## THE REQUEST
Write the records out again, precisely as they stand.

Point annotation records

---+---

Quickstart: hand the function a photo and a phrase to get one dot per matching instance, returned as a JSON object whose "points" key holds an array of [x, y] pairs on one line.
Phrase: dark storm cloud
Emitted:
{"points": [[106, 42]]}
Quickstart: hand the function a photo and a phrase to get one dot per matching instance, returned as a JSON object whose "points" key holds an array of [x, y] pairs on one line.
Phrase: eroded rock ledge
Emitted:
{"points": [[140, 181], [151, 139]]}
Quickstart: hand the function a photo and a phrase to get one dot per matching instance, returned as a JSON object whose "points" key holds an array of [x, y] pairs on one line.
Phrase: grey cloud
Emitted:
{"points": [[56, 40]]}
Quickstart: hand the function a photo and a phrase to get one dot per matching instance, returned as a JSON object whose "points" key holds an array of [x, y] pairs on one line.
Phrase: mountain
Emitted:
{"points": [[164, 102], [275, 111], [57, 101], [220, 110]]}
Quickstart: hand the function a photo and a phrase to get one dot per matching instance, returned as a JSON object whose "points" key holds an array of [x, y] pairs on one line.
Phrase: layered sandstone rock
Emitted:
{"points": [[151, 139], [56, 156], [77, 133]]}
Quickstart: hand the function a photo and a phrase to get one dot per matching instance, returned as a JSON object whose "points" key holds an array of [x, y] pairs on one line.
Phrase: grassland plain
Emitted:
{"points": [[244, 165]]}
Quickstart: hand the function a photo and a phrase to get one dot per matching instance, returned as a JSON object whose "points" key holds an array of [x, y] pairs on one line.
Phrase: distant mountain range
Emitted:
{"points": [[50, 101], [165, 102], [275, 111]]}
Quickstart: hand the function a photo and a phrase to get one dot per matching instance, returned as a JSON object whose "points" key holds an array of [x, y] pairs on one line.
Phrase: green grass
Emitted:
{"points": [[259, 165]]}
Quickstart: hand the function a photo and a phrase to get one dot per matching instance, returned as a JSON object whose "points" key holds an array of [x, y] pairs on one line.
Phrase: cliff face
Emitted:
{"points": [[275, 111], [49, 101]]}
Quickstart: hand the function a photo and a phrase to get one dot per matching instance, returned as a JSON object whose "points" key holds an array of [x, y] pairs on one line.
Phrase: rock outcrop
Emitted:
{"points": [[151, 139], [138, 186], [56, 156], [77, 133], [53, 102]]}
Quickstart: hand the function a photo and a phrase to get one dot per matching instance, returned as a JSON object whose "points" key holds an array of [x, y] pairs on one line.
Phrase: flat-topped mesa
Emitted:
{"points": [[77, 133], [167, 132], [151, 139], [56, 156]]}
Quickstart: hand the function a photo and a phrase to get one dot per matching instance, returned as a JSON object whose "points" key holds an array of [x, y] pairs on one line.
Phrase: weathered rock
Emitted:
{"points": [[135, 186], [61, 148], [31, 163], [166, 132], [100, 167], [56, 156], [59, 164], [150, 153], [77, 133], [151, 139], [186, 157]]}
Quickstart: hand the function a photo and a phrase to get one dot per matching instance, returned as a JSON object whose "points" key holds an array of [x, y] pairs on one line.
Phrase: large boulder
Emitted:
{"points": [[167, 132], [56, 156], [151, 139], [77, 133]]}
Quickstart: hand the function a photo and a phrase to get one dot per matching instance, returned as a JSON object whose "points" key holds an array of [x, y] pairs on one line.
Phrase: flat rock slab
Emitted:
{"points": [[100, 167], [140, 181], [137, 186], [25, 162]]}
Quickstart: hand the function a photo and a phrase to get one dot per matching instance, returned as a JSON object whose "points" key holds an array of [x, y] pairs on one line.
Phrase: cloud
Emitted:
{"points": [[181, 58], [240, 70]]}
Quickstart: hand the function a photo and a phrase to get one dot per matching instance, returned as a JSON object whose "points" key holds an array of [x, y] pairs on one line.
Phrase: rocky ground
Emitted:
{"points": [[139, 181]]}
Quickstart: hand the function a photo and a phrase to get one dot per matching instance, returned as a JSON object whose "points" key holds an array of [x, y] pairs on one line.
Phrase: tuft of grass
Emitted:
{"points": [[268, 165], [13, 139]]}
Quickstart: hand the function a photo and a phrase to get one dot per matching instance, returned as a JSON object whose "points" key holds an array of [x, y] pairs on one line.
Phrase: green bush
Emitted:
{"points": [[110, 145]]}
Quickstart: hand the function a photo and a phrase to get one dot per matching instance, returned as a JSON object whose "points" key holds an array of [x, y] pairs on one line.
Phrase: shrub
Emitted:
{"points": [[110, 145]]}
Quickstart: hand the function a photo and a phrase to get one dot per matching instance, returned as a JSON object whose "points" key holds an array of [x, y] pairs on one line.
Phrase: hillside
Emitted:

---+---

## OUTPUT FOR THIS TASK
Quickstart: hand the function a photo and a phrase to get one dot per matching instance, returned as a JSON object whose "points" key holds an array of [x, y] pairs on one line.
Phrase: dark storm cloud
Emitted:
{"points": [[106, 42]]}
Quickstart: hand the function a photo and a phrase to get one dot per matching instance, returned as a JSON object whose "points" key holds an array of [x, y] pairs on one line.
Phrase: eroded rock ledge
Emitted:
{"points": [[140, 181], [151, 139]]}
Quickstart: hand the function a photo and a phrase to get one dot per matching instance, returned as a JSON object whose "points" key holds an array of [x, y] pairs on one line.
Phrase: grey cloud
Emitted:
{"points": [[56, 40]]}
Quickstart: hand the function a photo and a phrase to get one dot per matching instance, returned as a JSON object whose "points" key holds an array of [x, y] pairs on one line.
Phrase: mountain
Emitted:
{"points": [[164, 102], [275, 111], [57, 101], [220, 110]]}
Quickstart: hand the function a photo and a phrase to get one dot per matching instance, returned as a JSON object whose "points" key holds an array of [x, y] pairs on one line.
Phrase: layered sandstone rock
Emitted:
{"points": [[151, 139], [56, 156], [77, 133]]}
Quickstart: hand the function a photo and a phrase to get one dot per matching instance, returned as a JSON object whose "points" key holds an array of [x, y] pairs on one line.
Phrase: grassland plain
Emitted:
{"points": [[244, 165]]}
Quickstart: hand the function a photo and a phrase to get one dot per matching instance, returned as a JSON object whose "points" key holds an array of [x, y] pairs on one line.
Phrase: distant mountain range
Emitted:
{"points": [[50, 101], [165, 102], [275, 111]]}
Quickstart: hand the function a photo and a phrase to get one dot per matching instance, returned as a JSON object whose "points" key holds an array of [x, y] pairs on one line.
Phrase: green grass
Emitted:
{"points": [[259, 165]]}
Quickstart: hand the function a photo and a phrase to get one dot per matching instance, returned as a JSON object whose "points" key holds an array of [x, y] pairs on one line.
Phrase: cliff face
Emitted:
{"points": [[275, 111], [49, 101]]}
Quickstart: hand the function a photo and a phrase to get one dot per matching instance, returned as a JSON object whose "points" key holds an array of [x, y] pairs on one line.
Phrase: rock outcrop
Emitted:
{"points": [[151, 139], [138, 186], [56, 156], [77, 133], [53, 102]]}
Quickstart: hand the function a photo and a phrase to get one dot per matching instance, returned as a JSON object whose "points" key holds an array of [x, y] pairs on one line.
Phrase: flat-topped mesa
Emitted:
{"points": [[77, 133], [167, 132], [151, 139], [56, 156]]}
Quickstart: hand the function a photo and a phrase to get one dot per matching instance, returned as a JSON object whose "points" key holds an array of [x, y] pairs on one line.
Phrase: weathered rock
Emitted:
{"points": [[135, 186], [61, 148], [31, 163], [166, 132], [100, 167], [56, 156], [59, 164], [150, 153], [77, 133], [151, 139], [186, 157]]}
Quickstart: hand the function a photo and a phrase to get one dot per matching instance, returned as a JSON object whose "points" key holds an array of [x, y] pairs on one line.
Phrase: large boulder
Emitted:
{"points": [[167, 132], [56, 156], [151, 139], [77, 133]]}
Quickstart: hand the function a photo and a phrase to get one dot per matching instance, returned as a JSON object whose "points" key holds an array of [x, y] pairs on one line.
Phrase: flat rock slab
Emitted:
{"points": [[100, 167], [140, 181], [137, 186], [25, 162]]}
Quickstart: hand the function a photo and a phrase to get one dot per matching instance, returned as a JSON object whose "points" key holds an array of [x, y] pairs on one line.
Phrase: cloud
Emitted:
{"points": [[181, 58], [240, 70]]}
Quickstart: hand the function a photo and a phrase to get one dot per matching instance, returned as a JSON object whose "points" key holds an array of [x, y] pairs on one line.
Phrase: rocky ground
Emitted:
{"points": [[139, 181]]}
Quickstart: hand the function a photo and a phrase to get one dot per matching instance, returned as a JSON object whose "points" key holds an array of [x, y] pairs on one line.
Phrase: tuft of grass
Emitted:
{"points": [[268, 165], [13, 139]]}
Quickstart: hand the function a photo and a phrase to get one dot per matching instance, returned as a JSON object whose "points" key holds an array of [x, y] pairs on one line.
Phrase: green bush
Emitted:
{"points": [[110, 145]]}
Quickstart: hand the function a photo and a phrase to get one dot per matching instance, returned as a JSON object whose "points" key holds an array of [x, y] pairs on one line.
Phrase: shrub
Emitted:
{"points": [[110, 145]]}
Quickstart: hand the function a photo and a phrase to get one dot per matching instance, returned as a JSON object whose "points" key holds an array of [x, y] pairs on one line.
Phrase: hillside
Emitted:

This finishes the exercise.